[[ Text for analysis open ]]

Clinic Reflection: Your Mirror May Be Lying To You

I hear this exchange with Dr. Eric pretty regularly: “Your left shoulder is sitting about an inch higher than your right”. And almost every time, the patient tilts their head and says, “Really?” Then they look for a mirror. But that’s not going to help.
Why? Because when you look in a mirror, your nervous system immediately goes into correction mode. So you genuinely don’t see it, because your body is actively correcting for it in real time. When you stand in front of a mirror, your brain receives visual feedback and sends signals to compensate. Muscles shift. Weight distributes. Your body quietly self-corrects toward “level”. The actual posture – the one that’s loading your joints, compressing certain discs, pulling certain muscles long and others short – is what shows up when your brain isn’t watching so closely.
Taking a photo helps. Sort of. When Dr. Eric takes a photo, you will be able to see the shoulder, the hip shift, the slight twist through the spine. The photo catches you slightly less compensated, because you’re not receiving live visual feedback to correct against. But even a photo isn’t the full picture. The moment you know you’re being observed, your nervous system will still make adjustments, just not as much. The most honest view of what your posture is actually doing all day is when you don’t know you’re being looked at.

[[ Text for analysis closed ]]
[[ Data shown open ]]

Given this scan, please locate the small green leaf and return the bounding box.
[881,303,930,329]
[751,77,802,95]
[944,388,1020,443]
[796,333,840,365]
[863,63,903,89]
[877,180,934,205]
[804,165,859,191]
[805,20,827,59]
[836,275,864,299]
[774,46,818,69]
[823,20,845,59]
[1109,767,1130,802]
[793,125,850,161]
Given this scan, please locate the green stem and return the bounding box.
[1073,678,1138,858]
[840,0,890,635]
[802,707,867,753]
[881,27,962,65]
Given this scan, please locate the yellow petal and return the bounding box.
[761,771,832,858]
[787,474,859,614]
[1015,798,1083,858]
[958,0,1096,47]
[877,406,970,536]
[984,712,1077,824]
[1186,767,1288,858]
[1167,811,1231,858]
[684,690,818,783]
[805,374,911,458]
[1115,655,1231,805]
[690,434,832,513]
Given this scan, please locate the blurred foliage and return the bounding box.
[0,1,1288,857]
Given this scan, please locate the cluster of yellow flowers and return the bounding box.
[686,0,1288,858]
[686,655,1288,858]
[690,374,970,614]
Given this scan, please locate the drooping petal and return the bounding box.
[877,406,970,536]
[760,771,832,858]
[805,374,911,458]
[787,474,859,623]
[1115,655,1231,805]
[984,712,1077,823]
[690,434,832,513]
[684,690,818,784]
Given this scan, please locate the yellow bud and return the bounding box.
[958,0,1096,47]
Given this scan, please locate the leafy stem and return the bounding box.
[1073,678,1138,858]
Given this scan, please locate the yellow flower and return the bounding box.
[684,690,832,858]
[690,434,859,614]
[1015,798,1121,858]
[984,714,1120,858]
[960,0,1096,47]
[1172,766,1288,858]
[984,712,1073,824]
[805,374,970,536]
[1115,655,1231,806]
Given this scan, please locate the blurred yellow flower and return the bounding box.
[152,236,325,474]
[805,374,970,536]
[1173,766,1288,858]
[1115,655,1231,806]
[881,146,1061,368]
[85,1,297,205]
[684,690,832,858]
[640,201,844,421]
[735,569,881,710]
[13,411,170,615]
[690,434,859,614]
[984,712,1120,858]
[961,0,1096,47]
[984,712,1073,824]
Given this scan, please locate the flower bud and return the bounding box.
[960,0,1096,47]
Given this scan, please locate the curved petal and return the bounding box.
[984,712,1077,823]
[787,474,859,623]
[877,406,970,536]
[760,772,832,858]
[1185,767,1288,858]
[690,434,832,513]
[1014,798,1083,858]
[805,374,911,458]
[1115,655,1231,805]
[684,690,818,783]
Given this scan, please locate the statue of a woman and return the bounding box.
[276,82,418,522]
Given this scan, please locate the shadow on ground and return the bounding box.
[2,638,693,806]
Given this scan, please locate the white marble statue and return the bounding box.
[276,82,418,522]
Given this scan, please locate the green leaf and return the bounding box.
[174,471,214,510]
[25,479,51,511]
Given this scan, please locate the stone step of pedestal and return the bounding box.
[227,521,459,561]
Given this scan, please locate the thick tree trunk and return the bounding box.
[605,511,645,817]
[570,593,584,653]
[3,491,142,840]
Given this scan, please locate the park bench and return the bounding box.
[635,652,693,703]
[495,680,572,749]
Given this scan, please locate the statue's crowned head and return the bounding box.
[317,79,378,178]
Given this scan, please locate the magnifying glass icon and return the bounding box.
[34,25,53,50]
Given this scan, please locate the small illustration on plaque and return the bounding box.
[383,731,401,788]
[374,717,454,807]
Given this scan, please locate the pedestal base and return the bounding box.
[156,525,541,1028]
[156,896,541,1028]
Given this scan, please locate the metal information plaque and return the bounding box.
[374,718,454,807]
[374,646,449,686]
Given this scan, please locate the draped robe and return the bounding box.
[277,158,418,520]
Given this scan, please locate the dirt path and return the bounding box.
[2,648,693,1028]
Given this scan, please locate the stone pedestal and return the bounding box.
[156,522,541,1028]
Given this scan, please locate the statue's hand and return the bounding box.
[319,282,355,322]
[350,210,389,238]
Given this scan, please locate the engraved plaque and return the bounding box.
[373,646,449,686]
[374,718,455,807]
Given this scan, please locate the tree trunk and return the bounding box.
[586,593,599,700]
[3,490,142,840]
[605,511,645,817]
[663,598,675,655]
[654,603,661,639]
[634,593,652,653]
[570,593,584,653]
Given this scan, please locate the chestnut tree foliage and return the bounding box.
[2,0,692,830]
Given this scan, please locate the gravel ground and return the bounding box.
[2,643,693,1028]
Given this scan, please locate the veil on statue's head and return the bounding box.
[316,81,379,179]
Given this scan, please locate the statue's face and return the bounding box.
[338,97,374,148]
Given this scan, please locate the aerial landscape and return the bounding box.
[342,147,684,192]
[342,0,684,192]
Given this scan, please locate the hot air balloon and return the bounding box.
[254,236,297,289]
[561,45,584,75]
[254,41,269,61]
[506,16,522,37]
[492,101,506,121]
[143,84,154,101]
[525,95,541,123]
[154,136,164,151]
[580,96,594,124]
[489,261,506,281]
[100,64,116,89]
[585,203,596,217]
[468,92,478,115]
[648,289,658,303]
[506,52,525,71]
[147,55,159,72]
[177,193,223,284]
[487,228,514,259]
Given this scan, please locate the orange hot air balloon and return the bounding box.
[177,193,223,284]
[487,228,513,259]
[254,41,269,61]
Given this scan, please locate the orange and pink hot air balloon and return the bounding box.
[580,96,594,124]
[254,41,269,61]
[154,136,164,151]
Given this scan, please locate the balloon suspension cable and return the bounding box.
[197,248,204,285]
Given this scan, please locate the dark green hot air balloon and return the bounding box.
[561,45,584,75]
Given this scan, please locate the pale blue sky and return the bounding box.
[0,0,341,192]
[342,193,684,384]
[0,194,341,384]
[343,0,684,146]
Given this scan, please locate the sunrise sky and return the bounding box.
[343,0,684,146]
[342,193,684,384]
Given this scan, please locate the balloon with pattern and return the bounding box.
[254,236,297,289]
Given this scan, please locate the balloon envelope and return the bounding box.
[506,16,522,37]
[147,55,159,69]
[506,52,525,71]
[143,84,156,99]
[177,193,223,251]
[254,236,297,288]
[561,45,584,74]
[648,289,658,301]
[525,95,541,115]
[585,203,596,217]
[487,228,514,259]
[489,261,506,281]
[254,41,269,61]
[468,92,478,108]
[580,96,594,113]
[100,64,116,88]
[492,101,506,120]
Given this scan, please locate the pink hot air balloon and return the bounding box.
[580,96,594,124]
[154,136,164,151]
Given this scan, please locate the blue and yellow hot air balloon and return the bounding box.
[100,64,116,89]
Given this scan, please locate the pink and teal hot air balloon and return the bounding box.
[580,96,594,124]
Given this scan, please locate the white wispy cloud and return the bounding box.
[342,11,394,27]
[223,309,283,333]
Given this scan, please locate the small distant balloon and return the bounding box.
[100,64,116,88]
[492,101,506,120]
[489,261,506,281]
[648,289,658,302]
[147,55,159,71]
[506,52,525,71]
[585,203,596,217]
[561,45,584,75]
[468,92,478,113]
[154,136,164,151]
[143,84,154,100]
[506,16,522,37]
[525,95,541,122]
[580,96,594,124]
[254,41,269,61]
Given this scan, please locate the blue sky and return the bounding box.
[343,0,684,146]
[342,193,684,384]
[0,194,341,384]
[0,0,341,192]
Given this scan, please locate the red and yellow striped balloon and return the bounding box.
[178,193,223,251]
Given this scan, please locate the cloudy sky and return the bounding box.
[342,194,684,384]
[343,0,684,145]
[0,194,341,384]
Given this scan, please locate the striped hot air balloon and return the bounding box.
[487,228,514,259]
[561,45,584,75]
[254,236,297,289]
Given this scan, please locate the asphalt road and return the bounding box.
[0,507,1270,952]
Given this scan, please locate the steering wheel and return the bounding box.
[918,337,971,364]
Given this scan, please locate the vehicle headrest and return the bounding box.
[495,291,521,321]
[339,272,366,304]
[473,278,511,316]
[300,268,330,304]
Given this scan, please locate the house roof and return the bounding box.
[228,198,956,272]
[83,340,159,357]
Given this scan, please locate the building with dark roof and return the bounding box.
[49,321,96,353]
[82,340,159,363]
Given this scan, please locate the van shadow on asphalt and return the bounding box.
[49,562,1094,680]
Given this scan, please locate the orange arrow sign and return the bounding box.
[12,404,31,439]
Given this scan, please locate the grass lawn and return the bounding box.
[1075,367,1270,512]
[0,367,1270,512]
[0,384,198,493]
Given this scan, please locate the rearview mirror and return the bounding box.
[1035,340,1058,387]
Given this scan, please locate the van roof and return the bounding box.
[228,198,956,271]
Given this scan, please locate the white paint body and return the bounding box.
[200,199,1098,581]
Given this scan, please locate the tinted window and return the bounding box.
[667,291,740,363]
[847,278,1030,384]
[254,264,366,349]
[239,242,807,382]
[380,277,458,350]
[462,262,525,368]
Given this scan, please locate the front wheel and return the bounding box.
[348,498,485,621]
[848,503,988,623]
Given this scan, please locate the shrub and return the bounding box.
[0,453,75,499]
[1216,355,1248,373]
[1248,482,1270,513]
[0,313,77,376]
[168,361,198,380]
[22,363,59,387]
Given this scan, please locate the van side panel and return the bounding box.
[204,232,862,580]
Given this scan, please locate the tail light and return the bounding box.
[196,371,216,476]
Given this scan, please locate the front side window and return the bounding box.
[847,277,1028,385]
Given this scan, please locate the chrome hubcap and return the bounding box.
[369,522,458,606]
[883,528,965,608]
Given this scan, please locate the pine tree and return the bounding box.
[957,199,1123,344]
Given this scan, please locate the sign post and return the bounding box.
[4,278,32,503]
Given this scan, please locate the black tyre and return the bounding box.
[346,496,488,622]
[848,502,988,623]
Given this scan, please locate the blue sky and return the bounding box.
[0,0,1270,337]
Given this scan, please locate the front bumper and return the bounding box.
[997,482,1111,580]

[[ Data shown closed ]]

Copy the clinic post about mirrors and posture from "Why? Because when" to "watching so closely.", changing "mirror" to "glass".

## Reply to the exercise
Why? Because when you look in a glass, your nervous system immediately goes into correction mode. So you genuinely don’t see it, because your body is actively correcting for it in real time. When you stand in front of a glass, your brain receives visual feedback and sends signals to compensate. Muscles shift. Weight distributes. Your body quietly self-corrects toward “level”. The actual posture – the one that’s loading your joints, compressing certain discs, pulling certain muscles long and others short – is what shows up when your brain isn’t watching so closely.